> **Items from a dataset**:
[start]
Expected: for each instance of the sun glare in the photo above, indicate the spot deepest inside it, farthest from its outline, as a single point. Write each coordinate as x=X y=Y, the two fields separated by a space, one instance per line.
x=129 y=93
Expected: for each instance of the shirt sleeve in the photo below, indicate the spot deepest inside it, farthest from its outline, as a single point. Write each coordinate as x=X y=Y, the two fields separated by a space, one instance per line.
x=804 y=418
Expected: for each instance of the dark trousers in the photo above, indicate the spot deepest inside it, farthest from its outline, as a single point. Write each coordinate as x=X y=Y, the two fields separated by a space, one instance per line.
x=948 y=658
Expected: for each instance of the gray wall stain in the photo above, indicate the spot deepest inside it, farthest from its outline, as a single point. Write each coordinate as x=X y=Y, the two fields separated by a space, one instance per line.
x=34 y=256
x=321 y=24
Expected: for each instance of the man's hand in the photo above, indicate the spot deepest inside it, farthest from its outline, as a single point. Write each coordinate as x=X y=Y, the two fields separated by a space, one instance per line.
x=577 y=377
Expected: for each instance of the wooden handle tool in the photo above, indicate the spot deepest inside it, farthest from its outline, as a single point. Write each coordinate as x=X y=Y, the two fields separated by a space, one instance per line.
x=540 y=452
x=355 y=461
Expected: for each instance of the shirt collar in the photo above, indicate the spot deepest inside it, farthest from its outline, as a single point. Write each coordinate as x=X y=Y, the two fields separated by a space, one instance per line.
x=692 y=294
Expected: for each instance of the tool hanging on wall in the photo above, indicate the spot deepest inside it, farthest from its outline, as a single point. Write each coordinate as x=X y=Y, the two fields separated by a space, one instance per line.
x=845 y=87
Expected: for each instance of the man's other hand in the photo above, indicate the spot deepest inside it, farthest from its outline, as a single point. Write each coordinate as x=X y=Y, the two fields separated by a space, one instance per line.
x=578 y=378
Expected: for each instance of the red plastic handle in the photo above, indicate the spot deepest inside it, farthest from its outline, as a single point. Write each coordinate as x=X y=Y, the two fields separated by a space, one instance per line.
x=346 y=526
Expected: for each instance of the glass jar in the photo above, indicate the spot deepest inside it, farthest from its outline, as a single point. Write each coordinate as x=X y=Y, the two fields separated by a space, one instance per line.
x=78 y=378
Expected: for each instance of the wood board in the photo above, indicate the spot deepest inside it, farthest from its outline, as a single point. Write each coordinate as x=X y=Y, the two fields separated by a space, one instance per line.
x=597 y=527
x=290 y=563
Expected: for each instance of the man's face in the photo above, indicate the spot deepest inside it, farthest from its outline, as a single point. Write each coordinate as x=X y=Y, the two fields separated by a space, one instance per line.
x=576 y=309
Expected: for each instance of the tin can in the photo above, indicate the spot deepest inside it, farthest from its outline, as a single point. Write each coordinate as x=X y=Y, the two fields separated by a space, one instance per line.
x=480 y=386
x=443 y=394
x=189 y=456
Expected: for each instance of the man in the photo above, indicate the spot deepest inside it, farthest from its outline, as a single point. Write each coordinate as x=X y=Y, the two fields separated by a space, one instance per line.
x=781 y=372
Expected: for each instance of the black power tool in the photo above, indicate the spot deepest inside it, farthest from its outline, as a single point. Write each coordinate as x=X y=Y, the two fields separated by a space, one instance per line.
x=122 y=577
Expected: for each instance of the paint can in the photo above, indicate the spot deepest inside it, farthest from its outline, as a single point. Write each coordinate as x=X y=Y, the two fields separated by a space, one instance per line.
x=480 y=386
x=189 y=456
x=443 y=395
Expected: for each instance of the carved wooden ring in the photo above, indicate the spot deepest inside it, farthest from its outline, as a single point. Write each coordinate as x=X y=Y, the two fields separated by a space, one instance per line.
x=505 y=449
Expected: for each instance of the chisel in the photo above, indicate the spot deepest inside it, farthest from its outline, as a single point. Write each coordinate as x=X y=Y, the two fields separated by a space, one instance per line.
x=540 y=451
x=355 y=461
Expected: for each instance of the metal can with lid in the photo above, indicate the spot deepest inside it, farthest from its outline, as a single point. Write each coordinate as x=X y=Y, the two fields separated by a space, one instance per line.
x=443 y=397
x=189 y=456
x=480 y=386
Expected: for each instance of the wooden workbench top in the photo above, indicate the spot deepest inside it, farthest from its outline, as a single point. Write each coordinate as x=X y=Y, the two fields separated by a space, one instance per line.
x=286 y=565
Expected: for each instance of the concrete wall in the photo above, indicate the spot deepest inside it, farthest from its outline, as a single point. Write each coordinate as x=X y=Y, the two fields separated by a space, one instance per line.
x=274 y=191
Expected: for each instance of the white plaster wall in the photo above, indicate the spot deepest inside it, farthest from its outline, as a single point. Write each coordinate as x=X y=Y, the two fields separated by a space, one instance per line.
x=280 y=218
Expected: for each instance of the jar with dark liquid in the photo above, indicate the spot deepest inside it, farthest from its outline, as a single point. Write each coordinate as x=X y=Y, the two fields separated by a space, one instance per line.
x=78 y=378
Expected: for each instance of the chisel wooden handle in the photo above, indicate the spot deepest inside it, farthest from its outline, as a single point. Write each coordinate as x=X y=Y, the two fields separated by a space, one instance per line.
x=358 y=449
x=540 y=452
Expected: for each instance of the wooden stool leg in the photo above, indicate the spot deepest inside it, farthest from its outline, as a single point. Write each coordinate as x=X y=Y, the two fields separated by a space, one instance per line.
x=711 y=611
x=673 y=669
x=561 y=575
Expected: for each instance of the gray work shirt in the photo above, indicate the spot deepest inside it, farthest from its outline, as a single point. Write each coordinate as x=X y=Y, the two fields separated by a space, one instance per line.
[end]
> **Exercise directions**:
Print everything from the start of the material down to the line containing "x=804 y=418", both ends included, with each line reproduced exactly.

> **Result of the task**:
Expected: for each instance of the sun glare in the photo above, indicate the spot deepest inside it, farthest from its outline, as a single point. Write each coordinate as x=X y=Y, the two fields separated by a space, one instance per line.
x=129 y=93
Expected: for each instance of the shirt sleeve in the photo below, indicate the spot deepest inside it, farthest from its outline, as a single point. Write each coordinate as x=X y=Y, the two fields separated by a space, one instance per line.
x=804 y=418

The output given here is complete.